_記述問題 A_
愛国心をめぐる文章を二文で要約しなさい。
_記述問題 B_
愛国心をめぐる文章によると、大東亜共栄圏賛美論者たちの先輩は、かつて何を叫んで国民を侵略戦争に扇動したか。
_記述問題 C_
愛国心をめぐる文章を、最後の文に続けて書き進めなさい。

_読解文_
* * *

またしても沖縄で米軍兵士の蛮行が発生しました。この期に及んで日米軍事同盟廃棄を掲げない日本のマスコミをみていて、呆然としています。また同時に中国や韓国の「愛国主義」と、「日の丸・君が代」を強制する輩の、いわゆる「愛国心」を比較すると、「どうなってんだ!」と言わざるを得ません。
安倍総裁や「産経」をはじめとした大東亜共栄圏賛美論者たちは、一体何を考えているのか、と言いたいものです。かつて彼らの先輩たちは「鬼畜米英」を叫び、国民を侵略戦争に扇動しました。この論法は、自らの権益のためにはアジアの人民を犠牲にすることを厭わない身勝手な発想であることは当然のことですが、彼らの思想に共感した国民の心の奥底にある「愛国心」は、現在の日本国民の中には、微塵もないと言わざるを得ません。

* * *

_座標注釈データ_
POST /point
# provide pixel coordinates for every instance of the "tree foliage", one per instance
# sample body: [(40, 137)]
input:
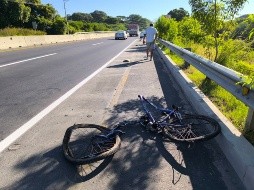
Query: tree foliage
[(167, 28), (178, 14)]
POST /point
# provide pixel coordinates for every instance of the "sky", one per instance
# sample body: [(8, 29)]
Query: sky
[(150, 9)]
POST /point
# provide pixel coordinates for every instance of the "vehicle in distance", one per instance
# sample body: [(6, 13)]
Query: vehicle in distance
[(133, 29), (121, 35)]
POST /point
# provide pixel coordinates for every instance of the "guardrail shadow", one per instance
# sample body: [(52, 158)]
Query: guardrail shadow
[(144, 161)]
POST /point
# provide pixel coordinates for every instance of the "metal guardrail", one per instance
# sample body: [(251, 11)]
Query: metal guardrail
[(223, 76)]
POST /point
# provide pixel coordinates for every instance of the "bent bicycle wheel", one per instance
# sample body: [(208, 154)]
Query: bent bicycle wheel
[(83, 145), (192, 128)]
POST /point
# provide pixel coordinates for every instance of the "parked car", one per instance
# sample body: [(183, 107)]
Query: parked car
[(121, 35)]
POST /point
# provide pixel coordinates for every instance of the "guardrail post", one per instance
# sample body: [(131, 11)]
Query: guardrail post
[(250, 120)]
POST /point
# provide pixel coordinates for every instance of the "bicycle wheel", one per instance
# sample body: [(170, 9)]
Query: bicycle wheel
[(82, 145), (192, 128)]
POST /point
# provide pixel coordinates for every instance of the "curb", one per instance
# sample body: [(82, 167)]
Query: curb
[(237, 149)]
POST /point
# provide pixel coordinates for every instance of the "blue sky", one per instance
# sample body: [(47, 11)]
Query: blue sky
[(150, 9)]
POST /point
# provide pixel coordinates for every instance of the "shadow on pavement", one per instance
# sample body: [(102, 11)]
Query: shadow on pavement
[(141, 161)]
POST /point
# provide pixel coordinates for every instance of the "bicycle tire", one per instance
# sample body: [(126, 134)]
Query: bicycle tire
[(192, 128), (81, 150)]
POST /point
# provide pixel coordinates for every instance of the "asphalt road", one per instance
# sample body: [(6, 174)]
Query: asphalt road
[(144, 161), (33, 78)]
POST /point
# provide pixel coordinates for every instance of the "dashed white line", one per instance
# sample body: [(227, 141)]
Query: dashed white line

* * *

_解答 A_
沖縄でまたしても米軍兵士の蛮行が発生し、筆者は日米軍事同盟廃棄を掲げない日本のマスコミに呆然とし、「日の丸・君が代」を強制する人々の「愛国心」を中国や韓国の「愛国主義」と比べると「どうなってんだ!」と言わざるを得ないとしている。また、安倍総裁や「産経」をはじめとする大東亜共栄圏賛美論者を批判し、彼らの先輩たちの思想に共感した国民が心の奥底に持っていた「愛国心」は、現在の日本国民の中には微塵もないと述べている。

_解答 B_
「鬼畜米英」を叫んだ。

_解答 C_
同時に考えなければならないことは、石原前都知事の尖閣買い取りに賛同した「国民のエネルギー」が、「沖縄の苦悩と悲劇」に「共感と連帯」の意思表示を示していないという事実をどうみるか、です。
明治中期に発生したノルマントン号事件に遭遇した国民は、募金を集め、被害者を支援するばかりか、不平等条約改正=撤廃を掲げ、鹿鳴館外交を推進していた井上外交を軟弱として批判し、まさに国民運動を展開したのです。この歴史的経験は、政治家や思想家などの「心情・信条」、いわゆる「愛国心」と区別して見ていく必要があると思います。それは民衆の「国を想う」エネルギーとして解明していく必要があるということです。その視点を、今日の様々な事例に当てはめていくという視点です。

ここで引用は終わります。